## Document text
This thing isn't a fighter. It may weigh around 26-30 tons empty and have an MTOW of around 48-52 tons, which are not fighter numbers at all. If the weight and size issue isn't enough, the fact that the middle engine's intake is on top of the fuselage (Which was probably done this way to allow for larger center weapon bays) is a dead giveaway to me that thing doesn't plan on executing any fighter type maneuvers, at least with that engine in the middle not stalling. One thing I don't understand is why the side engines have their intakes on the bottom.
WVR manoeuvring is regarded as suboptimal, if not obsolete.
But for BVR combat, a high top speed is very useful as it extends missile range and allows the aircraft to reposition and egress.
Regarding power generation. This was never a limitation in modern military planes. Military turbofans can push multiple tens of thousands of shaft horsepower easily without breaking a sweat, so even if the plane was a twin engine, it would not be that difficult to draw a megawatt out of them via generators and constant speed drives. Also I don't see how much electricity a plane of this size requires. It carries a bunch of radars and electro-optics and I'm assuming the one at the nose would be the most power hungry, and even that thing would not consume anything beyond 30-40kw. That is literally less than 60hp, which is nothing to even a single engine, let alone three. The three engine configuration of the J-36 is most certainly due to the need of higher thrust, and has absolutely nothing to do with "next generation power requirements".
Yes, electricity generation is not the issue, even with 2 engines.
Even if we're talking about large GaN or GaO radars and the overall airplane consuming 1 MW of electricity.
However, getting rid of the waste heat generated from the electronics is a huge problem at supersonic speeds, because you can't dump that heat into the air. So it ends up being dumped into the fuel, so a larger fuel tank is useful.
Now for optimizing different engines for different flight regimes. This basically means different bypass ratios, which means the engine with the higher bypass ratio would generate drag at higher speeds, while the low bpr engines would not be working at their peak efficiency at lower speeds. The other issues that I see is higher bpr engines push higher maf at lower jet velocities, so with three engines sitting so close to one another ejecting air at different speeds rubbing up on one another, would cause even more losses. In my opinion, having identical engines would be the best solution here, but I'm open to discussions regarding this.

## Records from a dataset

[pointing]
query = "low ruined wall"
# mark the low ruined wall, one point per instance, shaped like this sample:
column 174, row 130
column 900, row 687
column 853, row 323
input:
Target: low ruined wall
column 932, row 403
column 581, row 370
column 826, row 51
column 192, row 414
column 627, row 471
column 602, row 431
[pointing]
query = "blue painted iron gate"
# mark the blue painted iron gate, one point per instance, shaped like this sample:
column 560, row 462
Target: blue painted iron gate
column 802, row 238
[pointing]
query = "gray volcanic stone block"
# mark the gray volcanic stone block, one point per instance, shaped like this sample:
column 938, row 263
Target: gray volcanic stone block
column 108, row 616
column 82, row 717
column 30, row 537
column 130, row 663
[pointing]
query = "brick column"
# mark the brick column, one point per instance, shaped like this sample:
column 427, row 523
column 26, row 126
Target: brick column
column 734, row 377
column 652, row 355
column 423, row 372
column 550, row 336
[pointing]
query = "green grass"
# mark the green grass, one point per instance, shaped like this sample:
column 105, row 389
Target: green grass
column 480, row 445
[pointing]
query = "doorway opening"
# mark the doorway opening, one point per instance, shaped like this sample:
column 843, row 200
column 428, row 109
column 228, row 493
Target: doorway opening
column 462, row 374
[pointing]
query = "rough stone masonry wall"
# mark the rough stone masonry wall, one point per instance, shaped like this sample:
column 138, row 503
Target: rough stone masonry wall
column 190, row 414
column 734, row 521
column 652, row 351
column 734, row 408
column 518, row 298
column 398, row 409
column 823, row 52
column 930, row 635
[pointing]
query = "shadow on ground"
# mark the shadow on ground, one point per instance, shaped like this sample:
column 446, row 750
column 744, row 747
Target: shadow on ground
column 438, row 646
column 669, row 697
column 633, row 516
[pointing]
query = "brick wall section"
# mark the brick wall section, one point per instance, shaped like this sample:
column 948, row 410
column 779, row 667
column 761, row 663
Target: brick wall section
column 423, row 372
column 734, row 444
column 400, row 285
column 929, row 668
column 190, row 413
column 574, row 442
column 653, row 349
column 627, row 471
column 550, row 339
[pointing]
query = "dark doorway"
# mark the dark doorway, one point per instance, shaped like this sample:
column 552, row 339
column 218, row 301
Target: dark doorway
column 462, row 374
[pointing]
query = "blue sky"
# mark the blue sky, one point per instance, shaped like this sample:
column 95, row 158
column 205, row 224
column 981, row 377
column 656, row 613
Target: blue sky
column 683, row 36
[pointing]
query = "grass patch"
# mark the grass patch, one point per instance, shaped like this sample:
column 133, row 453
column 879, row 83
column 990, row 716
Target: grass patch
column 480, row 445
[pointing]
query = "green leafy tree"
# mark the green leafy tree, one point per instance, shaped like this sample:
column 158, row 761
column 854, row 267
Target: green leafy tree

## Directions for this task
Output the passage of the J-36 thread starting at "WVR manoeuvring is" and ending at "reposition and egress.", word for word. These entries have no connection to the J-36 thread.

## Solution to this problem
WVR manoeuvring is regarded as suboptimal, if not obsolete.
But for BVR combat, a high top speed is very useful as it extends missile range and allows the aircraft to reposition and egress.